Odell Friek: sneak peek at new beer

FRIEK-Label-Final-TTB

(Fort Collins, CO) – Another chapter in our interview series featuring the projects at Odell Brewing

The next beer to be released in the Single Serve Series is Odell Friek. This one has seen some very limited time on tap thus far but will be made available for the first time in bottles this winter. Here’s what Odell brewer, Joe Mohrfeld, had to say about the beer.

What was the impetus for the exploration of this beer?

Friek has been an ongoing experimentation into the world of Belgian-inspired sour ales. Blending characteristics of a Kriek with those of a Framboise, it is an evolution, an imaginative amalgamation, invented by our brewers.

The thought process for the project began five years ago and we brewed the first micro-pilot 10 gallon batch of Kriek 3.5 years ago using colorado cherries on a modified homebrew system. We felt that raspberries when added fresh would complement the lactic sourness and play off the rich pie-like characteristics of the cherries to provide more depth and complexity to this beer.

Our upcoming release of Friek differs very little from this initial batch, except for the increased volume we made so that this time we could share it with people outside of the brewery.

When were the batches for this first brewed and when were the cherries added? What yeasts are you using?

This current batch of Friek started with a Belgian Lambic-inspired base beer, the first of which was brewed just over three years ago. We brewed a number of pilot batches over the past three years, adding cherries to them during and right after fermentation prior to the barrel aging process. These older batches were later blended into a larger 50bbl brew that we did over a year ago. To this new batch, we added 3,000 lbs of organic whole sweet cherries and 1,000 lbs of organic whole tart cherries from Big B’s Delicious Orchards in Paonia, CO.

Requirement A.
According to the Odell Friek interview, which orchard supplied the cherries added to the 50bbl batch?
Requirement B.
Decide whether each statement agrees with the Odell Friek interview. Answer yes or no, and quote the words from the interview that decide it.
(i) The first micro-pilot batch of Kriek was 10 gallons.
(ii) Friek will first be released in bottles in the summer.
(iii) The brewers expected raspberries to work best when added dried.
Requirement C.
Continue the Odell Friek interview from its final sentence.
The material has no connection to the Odell Friek interview.

Supplied information.

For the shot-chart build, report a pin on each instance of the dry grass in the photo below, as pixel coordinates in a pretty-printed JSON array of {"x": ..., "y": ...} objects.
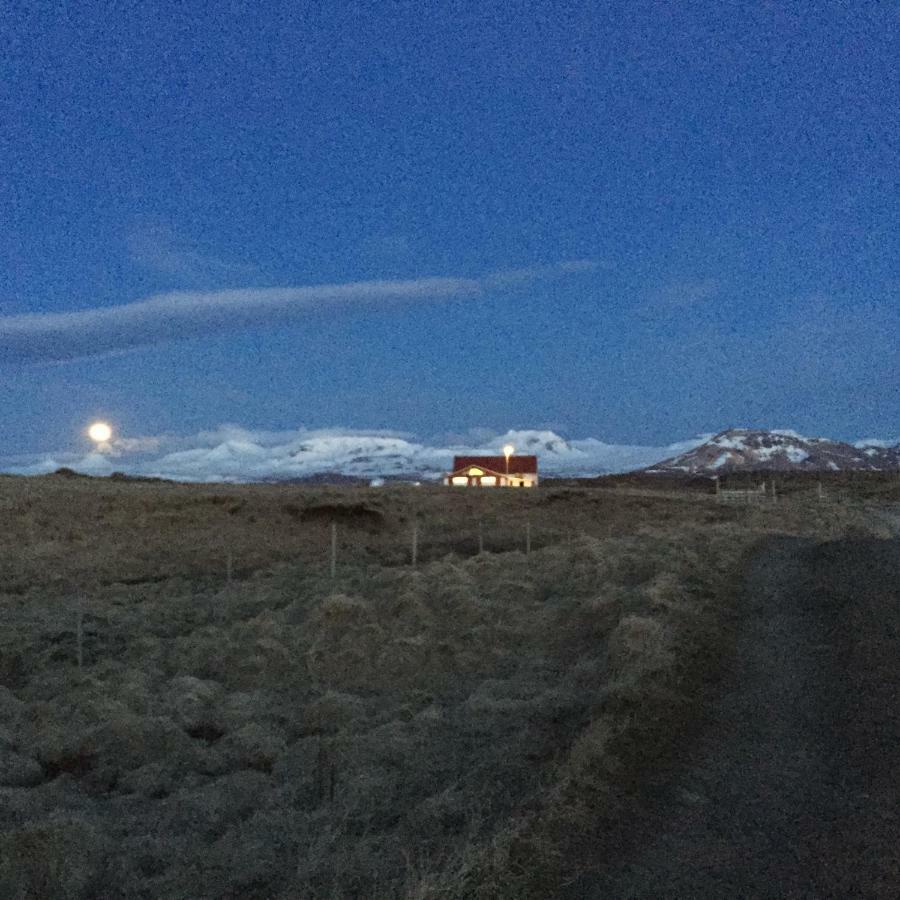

Task result A.
Big B’s Delicious Orchards in Paonia, CO.

Task result B.
(i) Yes: "we brewed the first micro-pilot 10 gallon batch of Kriek 3.5 years ago"
(ii) No: "will be made available for the first time in bottles this winter"
(iii) No: "We felt that raspberries when added fresh would complement the lactic sourness"

Task result C.
We are using a variety of wild yeasts in this beer, including our two house Brettanomyces strains from Saboteur and Deconstruction, as well as bacteria in the barrel aging process to achieve an appropriate amount of brett-funkiness and acidic sourness.

When were the raspberries added? What did you learn from the pilot batches that told you to start with the kriek and then add raspberries in the latter stages?

This past fall, during the raspberry harvest we once again hand picked organic raspberries with our friends at Schroyer Farms and have added them to our final blend right before bottling. By adding them late in the process, we preserve the bright tartness of the raspberry and compliment the richer cherry characteristics that have developed during the aging process. This process does make the ratio of cherries to raspberries pretty disproportionate to favoring cherries, but throughout numerous pilot brews and blends we are extremely happy with this blending technique and believe that it provides a great representation of each fruit in the final blend.

When will this be released? I’m assuming same format of 750s & draft as the other Single Serves.

We will be releasing Friek, 6.5% abv, in mid-February (pending label approval) in Belgian-Style 750ml Cork and Cage bottles and it will see very limited draft in our nine-state distribution region (CO, AZ, NM, WY, MN, MO, SD, KS, NE).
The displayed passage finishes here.